§ RECORD EXCERPTS
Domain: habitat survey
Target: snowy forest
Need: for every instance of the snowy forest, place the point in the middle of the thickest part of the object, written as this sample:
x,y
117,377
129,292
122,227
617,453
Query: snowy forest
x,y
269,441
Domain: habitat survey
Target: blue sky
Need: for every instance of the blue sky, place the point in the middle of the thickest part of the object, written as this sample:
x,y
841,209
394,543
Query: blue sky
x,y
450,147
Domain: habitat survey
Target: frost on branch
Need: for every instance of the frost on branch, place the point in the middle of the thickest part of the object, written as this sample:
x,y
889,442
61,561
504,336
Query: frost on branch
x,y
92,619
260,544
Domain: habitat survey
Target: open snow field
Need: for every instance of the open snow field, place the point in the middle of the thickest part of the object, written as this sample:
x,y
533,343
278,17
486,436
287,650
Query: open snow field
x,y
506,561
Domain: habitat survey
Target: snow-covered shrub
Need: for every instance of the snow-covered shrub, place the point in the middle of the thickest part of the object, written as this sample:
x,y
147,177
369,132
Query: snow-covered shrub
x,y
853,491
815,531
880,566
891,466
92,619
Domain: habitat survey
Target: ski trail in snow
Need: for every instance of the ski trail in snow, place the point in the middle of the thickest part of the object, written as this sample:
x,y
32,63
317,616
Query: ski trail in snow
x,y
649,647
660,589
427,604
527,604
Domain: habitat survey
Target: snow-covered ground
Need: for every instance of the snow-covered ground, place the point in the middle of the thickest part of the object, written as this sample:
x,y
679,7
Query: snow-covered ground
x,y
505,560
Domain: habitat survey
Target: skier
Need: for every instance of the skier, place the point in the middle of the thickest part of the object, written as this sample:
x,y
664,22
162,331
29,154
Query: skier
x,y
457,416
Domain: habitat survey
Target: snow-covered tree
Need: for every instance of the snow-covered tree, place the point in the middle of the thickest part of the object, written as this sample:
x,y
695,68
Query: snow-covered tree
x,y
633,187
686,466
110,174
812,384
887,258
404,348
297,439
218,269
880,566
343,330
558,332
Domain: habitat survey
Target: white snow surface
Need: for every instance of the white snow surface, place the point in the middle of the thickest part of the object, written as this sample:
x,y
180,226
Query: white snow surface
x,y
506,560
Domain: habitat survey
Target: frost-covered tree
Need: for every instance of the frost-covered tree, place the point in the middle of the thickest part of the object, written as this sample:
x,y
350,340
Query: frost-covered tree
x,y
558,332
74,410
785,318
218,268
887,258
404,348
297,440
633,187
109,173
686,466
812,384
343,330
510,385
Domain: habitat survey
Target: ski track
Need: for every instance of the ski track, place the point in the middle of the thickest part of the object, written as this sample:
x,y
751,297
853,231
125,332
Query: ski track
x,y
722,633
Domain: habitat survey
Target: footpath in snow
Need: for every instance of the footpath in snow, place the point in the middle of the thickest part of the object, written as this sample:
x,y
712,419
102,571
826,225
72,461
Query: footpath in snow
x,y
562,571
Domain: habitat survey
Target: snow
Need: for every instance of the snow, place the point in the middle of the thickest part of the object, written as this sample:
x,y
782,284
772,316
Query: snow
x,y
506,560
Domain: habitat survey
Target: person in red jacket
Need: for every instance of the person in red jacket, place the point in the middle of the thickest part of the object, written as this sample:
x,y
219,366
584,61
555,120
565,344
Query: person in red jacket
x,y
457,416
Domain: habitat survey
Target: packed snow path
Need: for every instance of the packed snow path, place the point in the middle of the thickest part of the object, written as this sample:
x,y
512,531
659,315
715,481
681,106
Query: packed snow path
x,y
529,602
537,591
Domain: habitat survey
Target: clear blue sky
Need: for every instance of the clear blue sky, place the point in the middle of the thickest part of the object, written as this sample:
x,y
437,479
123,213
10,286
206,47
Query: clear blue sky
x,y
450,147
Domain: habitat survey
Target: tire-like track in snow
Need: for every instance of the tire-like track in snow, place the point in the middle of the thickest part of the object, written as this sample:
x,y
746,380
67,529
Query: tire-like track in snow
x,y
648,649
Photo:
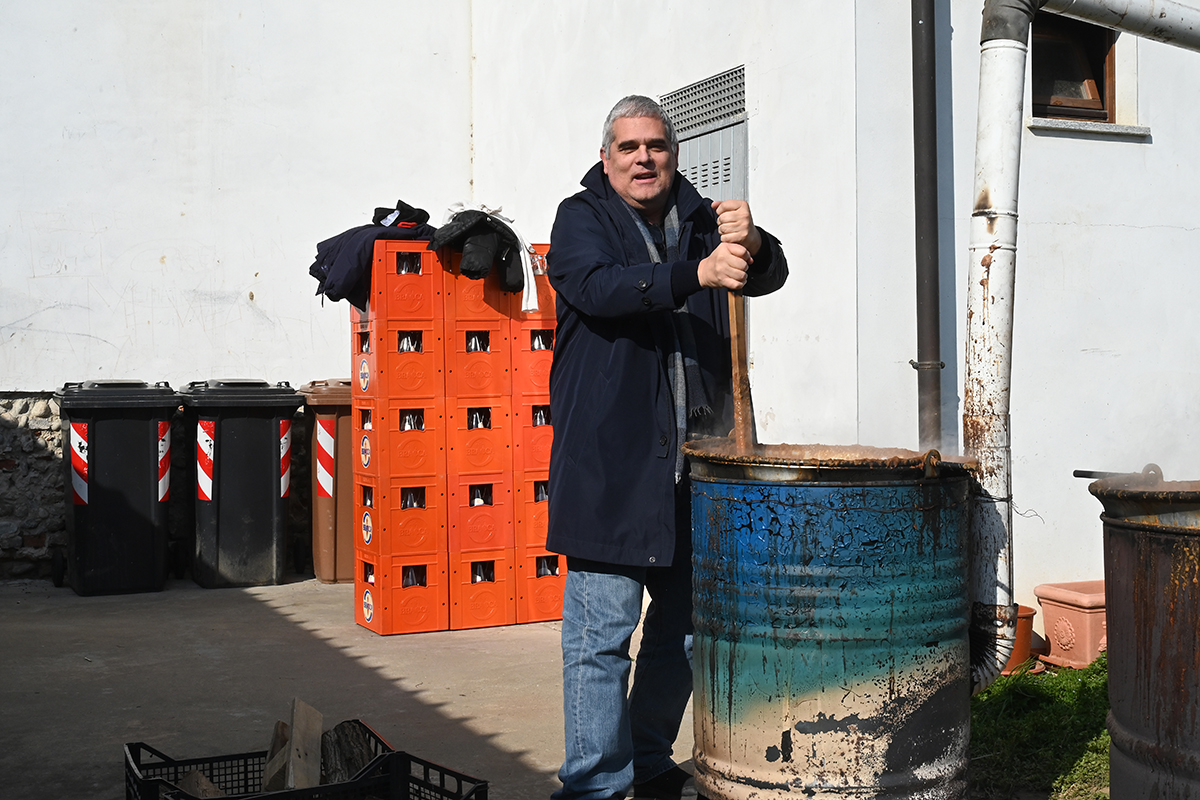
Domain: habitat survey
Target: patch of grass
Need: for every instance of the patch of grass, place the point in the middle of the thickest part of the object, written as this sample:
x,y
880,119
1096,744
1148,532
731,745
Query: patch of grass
x,y
1042,735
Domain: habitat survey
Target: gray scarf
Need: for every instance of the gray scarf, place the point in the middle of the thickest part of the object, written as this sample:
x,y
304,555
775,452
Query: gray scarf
x,y
683,366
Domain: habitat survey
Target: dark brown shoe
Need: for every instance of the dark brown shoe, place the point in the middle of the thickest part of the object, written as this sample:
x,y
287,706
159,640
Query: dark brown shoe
x,y
673,785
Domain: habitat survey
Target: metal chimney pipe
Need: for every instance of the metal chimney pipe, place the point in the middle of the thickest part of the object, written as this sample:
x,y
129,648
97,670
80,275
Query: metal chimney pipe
x,y
924,143
991,280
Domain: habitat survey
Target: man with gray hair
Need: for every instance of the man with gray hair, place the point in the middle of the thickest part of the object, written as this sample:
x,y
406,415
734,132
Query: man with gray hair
x,y
642,266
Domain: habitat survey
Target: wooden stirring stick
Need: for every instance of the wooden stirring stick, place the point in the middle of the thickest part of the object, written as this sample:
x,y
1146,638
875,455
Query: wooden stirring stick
x,y
743,411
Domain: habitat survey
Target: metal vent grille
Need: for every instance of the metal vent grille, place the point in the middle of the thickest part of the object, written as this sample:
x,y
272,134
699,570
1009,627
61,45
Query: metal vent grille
x,y
709,174
708,104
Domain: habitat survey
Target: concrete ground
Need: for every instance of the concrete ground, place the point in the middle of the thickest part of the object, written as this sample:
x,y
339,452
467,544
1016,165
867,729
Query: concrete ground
x,y
207,672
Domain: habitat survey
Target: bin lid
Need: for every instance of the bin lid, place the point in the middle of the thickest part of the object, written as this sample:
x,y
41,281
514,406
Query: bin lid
x,y
117,394
331,391
240,392
1145,499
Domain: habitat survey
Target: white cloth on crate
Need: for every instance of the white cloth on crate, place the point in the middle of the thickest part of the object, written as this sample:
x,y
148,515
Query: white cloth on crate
x,y
529,294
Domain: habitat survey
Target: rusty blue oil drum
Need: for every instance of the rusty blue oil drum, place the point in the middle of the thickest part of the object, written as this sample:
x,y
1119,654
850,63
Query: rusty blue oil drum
x,y
1152,607
831,654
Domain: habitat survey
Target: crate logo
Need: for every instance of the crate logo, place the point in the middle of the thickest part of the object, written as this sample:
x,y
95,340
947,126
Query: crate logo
x,y
540,372
479,450
367,530
327,433
415,609
540,445
79,463
481,528
483,605
472,295
412,453
409,298
414,533
478,373
205,453
547,597
285,458
163,461
367,606
411,376
364,374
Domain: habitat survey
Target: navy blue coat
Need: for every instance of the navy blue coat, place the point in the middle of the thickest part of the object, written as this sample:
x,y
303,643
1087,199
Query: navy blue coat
x,y
612,489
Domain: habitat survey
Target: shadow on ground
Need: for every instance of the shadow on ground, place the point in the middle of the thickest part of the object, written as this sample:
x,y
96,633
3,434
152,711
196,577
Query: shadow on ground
x,y
198,673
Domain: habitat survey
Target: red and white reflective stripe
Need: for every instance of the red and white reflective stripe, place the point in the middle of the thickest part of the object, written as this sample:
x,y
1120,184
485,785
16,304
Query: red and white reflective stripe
x,y
285,457
205,450
163,461
79,462
325,433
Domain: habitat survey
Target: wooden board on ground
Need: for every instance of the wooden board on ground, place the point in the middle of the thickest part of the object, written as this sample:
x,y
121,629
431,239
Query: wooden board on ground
x,y
345,751
304,746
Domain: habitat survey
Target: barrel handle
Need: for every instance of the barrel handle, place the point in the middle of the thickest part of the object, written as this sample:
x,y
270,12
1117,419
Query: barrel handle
x,y
933,458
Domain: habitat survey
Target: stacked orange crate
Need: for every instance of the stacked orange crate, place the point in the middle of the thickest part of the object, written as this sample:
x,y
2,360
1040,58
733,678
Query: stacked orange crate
x,y
479,410
540,573
400,429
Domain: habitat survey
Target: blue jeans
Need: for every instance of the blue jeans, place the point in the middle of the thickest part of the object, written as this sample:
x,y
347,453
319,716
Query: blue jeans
x,y
613,739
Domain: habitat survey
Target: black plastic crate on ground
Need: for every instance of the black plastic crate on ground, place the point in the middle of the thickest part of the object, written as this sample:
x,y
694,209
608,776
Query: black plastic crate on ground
x,y
391,775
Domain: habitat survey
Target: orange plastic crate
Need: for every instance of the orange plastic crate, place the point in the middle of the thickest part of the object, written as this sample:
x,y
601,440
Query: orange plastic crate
x,y
533,352
401,594
408,517
483,589
478,358
407,282
533,433
479,434
532,509
466,299
370,535
400,437
399,359
480,511
541,576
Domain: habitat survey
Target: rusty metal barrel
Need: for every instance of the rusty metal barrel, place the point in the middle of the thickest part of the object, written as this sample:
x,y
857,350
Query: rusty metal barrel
x,y
1152,596
831,654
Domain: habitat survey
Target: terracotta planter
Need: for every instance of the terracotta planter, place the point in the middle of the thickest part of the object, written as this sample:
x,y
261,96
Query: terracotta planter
x,y
1075,624
1021,649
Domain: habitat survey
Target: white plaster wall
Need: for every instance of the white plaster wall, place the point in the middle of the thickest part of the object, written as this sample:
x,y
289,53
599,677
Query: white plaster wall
x,y
545,85
1104,346
163,162
160,163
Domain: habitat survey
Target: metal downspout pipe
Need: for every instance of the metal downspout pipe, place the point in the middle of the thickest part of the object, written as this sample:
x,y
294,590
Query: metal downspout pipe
x,y
924,140
1163,20
991,280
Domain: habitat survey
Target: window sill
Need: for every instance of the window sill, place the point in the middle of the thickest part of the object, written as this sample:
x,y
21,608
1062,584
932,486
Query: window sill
x,y
1105,130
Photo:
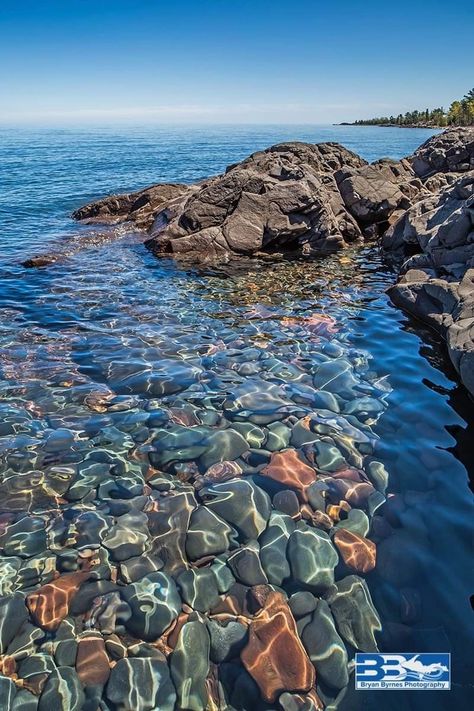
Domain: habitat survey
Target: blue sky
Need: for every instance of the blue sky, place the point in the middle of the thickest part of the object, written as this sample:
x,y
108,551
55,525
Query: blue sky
x,y
220,61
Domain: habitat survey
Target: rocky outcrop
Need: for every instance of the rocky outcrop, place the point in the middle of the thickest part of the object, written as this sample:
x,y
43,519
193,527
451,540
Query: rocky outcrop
x,y
437,282
282,199
450,151
293,197
139,207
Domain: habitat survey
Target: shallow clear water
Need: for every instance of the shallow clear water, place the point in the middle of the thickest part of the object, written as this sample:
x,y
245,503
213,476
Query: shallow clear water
x,y
110,353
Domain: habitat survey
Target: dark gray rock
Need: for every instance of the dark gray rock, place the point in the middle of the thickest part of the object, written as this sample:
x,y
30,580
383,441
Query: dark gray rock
x,y
141,684
198,588
227,641
62,690
450,151
189,665
155,603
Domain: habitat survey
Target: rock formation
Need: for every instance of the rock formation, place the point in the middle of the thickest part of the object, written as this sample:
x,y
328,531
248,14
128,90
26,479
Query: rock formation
x,y
309,200
437,282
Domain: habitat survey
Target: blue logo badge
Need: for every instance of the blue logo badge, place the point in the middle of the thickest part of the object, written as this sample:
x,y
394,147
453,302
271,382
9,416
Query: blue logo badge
x,y
403,671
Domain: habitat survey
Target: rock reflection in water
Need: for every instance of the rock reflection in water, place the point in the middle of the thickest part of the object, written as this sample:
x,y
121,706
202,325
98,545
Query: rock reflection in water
x,y
190,473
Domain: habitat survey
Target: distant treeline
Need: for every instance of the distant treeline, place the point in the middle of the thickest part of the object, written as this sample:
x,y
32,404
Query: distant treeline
x,y
460,113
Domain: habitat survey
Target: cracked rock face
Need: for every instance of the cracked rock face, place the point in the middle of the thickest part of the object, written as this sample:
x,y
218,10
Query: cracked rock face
x,y
450,151
437,284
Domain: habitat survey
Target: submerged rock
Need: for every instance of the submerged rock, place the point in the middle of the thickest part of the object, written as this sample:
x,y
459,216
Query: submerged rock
x,y
274,655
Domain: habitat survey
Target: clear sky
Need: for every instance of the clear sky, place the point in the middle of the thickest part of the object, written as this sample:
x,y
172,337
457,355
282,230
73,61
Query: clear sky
x,y
220,61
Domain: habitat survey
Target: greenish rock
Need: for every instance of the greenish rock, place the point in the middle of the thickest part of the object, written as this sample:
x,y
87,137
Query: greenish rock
x,y
356,618
189,665
7,693
286,502
13,613
253,435
223,574
208,534
316,495
23,701
141,684
246,566
278,436
325,648
273,548
241,503
222,446
136,568
62,690
155,603
328,457
226,641
312,558
198,588
25,538
337,377
301,435
302,603
378,475
357,521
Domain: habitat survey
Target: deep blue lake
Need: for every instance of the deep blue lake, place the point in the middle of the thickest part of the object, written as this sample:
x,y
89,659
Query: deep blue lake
x,y
124,380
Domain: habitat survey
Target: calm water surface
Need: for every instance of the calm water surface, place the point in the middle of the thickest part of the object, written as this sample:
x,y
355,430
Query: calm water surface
x,y
104,354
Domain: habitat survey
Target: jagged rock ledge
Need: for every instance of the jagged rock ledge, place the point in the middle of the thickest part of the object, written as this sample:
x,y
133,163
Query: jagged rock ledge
x,y
312,199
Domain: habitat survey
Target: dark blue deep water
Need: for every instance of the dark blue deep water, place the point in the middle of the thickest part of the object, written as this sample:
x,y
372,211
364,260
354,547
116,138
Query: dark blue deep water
x,y
123,379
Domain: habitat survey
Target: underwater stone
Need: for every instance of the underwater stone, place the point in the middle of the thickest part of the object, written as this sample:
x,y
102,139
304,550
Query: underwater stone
x,y
198,588
7,693
155,603
325,647
23,701
189,665
241,503
290,471
208,534
357,552
278,436
287,502
222,574
312,558
226,641
302,603
141,684
273,548
222,445
49,605
274,655
62,690
13,613
246,566
133,569
357,521
92,661
356,617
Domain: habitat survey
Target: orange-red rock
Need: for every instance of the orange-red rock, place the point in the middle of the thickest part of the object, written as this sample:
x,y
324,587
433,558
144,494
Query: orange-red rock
x,y
287,468
92,661
49,605
274,655
356,551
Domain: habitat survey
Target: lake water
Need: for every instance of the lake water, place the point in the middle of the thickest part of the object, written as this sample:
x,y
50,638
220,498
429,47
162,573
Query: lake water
x,y
124,380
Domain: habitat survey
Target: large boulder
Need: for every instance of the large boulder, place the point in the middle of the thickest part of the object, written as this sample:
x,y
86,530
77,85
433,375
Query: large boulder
x,y
282,199
437,282
450,151
138,207
372,193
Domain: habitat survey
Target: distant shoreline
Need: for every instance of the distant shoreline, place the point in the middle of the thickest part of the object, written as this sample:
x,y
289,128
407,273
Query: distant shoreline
x,y
390,125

§ WHAT THIS TASK INVOLVES
Return each line exactly, beginning at the start of the material above and ending at the line that includes "Target: snow-covered ground", with both of those kept.

§ RESULT BELOW
Domain: habitat survey
Target: snowy forest
Need: for every instance of the snowy forest, place the point in the middle of the thickest part of the object, written as this sample:
x,y
117,377
129,292
122,227
617,453
Query: snowy forest
x,y
269,441
Domain: habitat survey
Target: blue sky
Need: for every instance of the blue sky, place the point in the middle of the thickest part of the object, written as this sample:
x,y
841,209
394,543
Query: blue sky
x,y
450,147
Domain: habitat survey
Target: frost on branch
Need: for every instance of the frost on branch, place the point in the middle of the thickest part of the object, written as this sample:
x,y
889,442
61,561
504,336
Query: frost on branch
x,y
92,619
260,544
Domain: habitat survey
Target: open snow field
Need: for every instance of the open snow field, place the point in the middle of the thickest part of the object, written as this sample:
x,y
533,343
278,17
486,436
287,650
Query: open snow field
x,y
506,561
Domain: habitat survey
Target: snow-covered shrub
Need: for every instance of the snow-covered shrub, place the point in the middle of the thickest part of the object, written as this sample:
x,y
147,177
369,132
Query: snow-covered shrub
x,y
853,491
815,531
880,566
891,466
92,619
Domain: habitat survey
Target: ski trail in snow
Need: for every instance of the ski trail in snow, place the point in the middle of the thickest part of the object, written as this sample:
x,y
32,63
317,616
Query: ski trail in snow
x,y
649,647
660,589
427,604
527,604
Domain: habitat survey
Target: snow-covered ground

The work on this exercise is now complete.